◆ **Task statement**: Please return, unchanged and in full, every line below that contains the word "grass".

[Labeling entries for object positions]
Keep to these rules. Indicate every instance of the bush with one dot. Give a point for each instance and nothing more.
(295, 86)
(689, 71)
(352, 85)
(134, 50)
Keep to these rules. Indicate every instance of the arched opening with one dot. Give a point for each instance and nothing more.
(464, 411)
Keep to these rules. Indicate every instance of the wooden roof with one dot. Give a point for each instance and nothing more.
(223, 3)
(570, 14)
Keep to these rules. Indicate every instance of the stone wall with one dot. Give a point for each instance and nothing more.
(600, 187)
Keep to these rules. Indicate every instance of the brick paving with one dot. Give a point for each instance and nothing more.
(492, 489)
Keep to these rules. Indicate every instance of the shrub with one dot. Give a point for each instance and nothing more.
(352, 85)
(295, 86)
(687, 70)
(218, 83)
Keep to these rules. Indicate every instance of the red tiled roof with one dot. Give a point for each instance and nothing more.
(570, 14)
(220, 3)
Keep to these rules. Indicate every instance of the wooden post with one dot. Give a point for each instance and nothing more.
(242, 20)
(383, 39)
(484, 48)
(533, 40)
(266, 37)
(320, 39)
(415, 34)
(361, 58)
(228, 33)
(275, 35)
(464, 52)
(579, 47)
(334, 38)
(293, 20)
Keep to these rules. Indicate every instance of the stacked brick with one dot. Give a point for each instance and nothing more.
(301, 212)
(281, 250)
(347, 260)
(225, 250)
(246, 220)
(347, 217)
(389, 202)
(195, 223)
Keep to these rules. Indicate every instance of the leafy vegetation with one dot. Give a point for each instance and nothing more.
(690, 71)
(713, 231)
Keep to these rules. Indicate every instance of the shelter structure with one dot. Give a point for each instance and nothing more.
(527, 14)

--

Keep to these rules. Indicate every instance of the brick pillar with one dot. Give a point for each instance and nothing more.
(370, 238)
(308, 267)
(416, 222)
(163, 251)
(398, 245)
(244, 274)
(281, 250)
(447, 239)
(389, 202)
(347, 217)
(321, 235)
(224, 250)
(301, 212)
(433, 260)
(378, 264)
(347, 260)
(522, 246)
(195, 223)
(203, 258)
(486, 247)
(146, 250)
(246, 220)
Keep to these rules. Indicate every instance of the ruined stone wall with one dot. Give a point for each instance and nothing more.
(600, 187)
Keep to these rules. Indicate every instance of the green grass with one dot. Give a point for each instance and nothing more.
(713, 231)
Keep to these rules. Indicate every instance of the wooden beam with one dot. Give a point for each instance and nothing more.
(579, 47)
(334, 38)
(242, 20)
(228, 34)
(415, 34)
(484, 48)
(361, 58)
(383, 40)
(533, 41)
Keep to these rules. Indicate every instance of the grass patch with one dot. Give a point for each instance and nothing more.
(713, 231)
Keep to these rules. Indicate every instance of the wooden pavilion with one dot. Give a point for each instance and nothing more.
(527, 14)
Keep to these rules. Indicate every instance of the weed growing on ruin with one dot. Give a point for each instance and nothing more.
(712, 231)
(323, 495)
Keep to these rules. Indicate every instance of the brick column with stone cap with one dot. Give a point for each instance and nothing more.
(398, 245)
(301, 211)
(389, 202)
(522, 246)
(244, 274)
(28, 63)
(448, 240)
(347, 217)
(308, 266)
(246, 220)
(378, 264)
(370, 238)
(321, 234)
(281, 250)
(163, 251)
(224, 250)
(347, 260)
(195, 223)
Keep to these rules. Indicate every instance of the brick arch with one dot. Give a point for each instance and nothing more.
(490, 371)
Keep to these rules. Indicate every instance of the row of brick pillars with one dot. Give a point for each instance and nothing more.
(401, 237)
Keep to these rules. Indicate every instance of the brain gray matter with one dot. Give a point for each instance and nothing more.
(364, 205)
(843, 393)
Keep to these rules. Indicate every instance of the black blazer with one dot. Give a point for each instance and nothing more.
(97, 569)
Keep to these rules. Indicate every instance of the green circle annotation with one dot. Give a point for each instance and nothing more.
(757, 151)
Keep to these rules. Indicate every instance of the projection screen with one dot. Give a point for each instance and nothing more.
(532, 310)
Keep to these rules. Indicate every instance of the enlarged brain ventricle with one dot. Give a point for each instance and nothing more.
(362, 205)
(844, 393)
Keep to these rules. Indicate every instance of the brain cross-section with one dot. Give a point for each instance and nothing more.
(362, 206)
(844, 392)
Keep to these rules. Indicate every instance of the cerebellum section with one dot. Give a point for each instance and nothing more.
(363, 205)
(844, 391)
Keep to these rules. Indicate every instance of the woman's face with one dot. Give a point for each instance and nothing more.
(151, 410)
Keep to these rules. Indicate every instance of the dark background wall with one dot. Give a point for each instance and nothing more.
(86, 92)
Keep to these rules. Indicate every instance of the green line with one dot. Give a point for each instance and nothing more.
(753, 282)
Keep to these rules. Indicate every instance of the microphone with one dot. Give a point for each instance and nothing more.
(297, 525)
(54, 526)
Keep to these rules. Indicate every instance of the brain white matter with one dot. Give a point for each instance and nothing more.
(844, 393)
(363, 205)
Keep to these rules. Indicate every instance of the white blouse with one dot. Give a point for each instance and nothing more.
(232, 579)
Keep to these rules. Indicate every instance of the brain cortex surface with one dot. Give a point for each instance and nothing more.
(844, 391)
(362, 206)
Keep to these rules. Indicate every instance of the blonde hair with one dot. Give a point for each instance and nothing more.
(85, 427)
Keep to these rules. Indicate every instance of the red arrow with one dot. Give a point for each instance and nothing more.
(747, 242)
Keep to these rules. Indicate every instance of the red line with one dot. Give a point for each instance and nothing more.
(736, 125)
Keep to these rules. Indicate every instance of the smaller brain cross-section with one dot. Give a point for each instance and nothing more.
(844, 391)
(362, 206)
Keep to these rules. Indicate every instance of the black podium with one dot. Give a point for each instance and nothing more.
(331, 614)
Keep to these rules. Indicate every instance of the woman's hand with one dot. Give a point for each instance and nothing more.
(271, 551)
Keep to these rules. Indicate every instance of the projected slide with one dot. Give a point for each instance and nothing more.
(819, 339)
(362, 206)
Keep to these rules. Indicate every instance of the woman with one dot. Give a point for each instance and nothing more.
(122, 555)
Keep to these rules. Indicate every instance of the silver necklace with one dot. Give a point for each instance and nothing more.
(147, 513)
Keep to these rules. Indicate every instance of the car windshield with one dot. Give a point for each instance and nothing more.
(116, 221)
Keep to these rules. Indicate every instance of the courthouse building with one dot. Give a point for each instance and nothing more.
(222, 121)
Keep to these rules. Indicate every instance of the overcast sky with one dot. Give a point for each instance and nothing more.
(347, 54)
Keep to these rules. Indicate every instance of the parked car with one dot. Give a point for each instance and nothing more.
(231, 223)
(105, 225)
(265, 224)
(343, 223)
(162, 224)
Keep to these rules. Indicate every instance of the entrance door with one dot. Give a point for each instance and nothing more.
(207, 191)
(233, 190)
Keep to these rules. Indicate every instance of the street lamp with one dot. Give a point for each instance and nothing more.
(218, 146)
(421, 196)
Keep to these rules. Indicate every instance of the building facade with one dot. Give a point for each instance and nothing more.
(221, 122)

◆ **Answer to this problem**:
Keep to these rules. Indicate every instance of the green grass with one dot. Give a point for each instance and nothing more.
Keep to these rules. Indicate every instance of the grass patch with one dot. Give a point for each instance and nothing more.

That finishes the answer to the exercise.